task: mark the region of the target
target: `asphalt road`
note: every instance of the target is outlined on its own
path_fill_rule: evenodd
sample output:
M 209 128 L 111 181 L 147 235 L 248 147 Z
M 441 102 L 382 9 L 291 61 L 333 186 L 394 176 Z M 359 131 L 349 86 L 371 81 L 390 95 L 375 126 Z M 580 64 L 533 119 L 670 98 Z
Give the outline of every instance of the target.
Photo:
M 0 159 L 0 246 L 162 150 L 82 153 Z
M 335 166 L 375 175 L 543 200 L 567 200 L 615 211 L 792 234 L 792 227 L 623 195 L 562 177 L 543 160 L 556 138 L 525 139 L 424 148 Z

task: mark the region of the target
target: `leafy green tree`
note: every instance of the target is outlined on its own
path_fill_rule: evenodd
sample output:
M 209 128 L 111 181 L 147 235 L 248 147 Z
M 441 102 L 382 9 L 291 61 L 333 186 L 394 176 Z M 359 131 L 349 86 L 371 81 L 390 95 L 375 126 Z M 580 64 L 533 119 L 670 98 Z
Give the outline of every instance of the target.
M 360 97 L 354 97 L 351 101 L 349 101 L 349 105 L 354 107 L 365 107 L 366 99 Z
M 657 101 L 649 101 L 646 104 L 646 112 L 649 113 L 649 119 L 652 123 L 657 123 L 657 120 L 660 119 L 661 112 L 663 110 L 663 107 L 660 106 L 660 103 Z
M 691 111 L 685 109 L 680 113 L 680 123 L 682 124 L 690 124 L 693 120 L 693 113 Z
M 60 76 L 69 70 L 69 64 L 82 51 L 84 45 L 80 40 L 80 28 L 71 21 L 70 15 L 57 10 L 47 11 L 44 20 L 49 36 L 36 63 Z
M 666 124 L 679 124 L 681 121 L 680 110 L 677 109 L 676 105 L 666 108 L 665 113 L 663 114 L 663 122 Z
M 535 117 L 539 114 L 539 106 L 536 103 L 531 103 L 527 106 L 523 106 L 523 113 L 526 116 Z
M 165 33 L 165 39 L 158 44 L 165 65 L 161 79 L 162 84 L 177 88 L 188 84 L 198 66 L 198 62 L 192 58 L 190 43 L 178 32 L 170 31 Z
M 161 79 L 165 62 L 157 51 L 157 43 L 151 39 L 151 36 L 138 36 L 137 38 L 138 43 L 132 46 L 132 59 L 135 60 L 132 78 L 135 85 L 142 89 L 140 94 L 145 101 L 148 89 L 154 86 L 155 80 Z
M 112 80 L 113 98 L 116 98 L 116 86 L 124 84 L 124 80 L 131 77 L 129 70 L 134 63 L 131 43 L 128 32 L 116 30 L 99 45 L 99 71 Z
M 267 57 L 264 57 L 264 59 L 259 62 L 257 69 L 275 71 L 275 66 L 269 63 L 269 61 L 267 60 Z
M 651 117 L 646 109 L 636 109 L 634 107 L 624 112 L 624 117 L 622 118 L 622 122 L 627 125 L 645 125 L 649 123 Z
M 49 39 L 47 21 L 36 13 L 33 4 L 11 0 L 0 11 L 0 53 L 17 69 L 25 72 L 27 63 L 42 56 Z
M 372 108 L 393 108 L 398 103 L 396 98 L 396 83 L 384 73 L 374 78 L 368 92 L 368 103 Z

********

__WRITTEN EXERCISE__: Starting at the beginning of the listing and going on through the line with "M 335 166 L", write out every line again, shifting each coordinate in the outline answers up by 63.

__WRITTEN SOLUTION__:
task: mark the region of the target
target: `asphalt road`
note: every instance of the target is outlined on its own
path_fill_rule: evenodd
sample output:
M 209 128 L 111 181 L 147 235 L 248 147 Z
M 441 102 L 382 9 L 291 61 L 333 186 L 394 176 Z M 359 131 L 349 86 L 371 81 L 390 95 L 375 126 Z M 580 64 L 533 119 L 670 98 Z
Give the outline of every instance of the target.
Photo:
M 63 222 L 63 309 L 225 213 L 145 216 Z
M 398 229 L 438 238 L 606 263 L 630 263 L 678 274 L 855 297 L 855 290 L 686 258 L 625 240 L 606 223 L 619 201 L 588 202 L 487 211 Z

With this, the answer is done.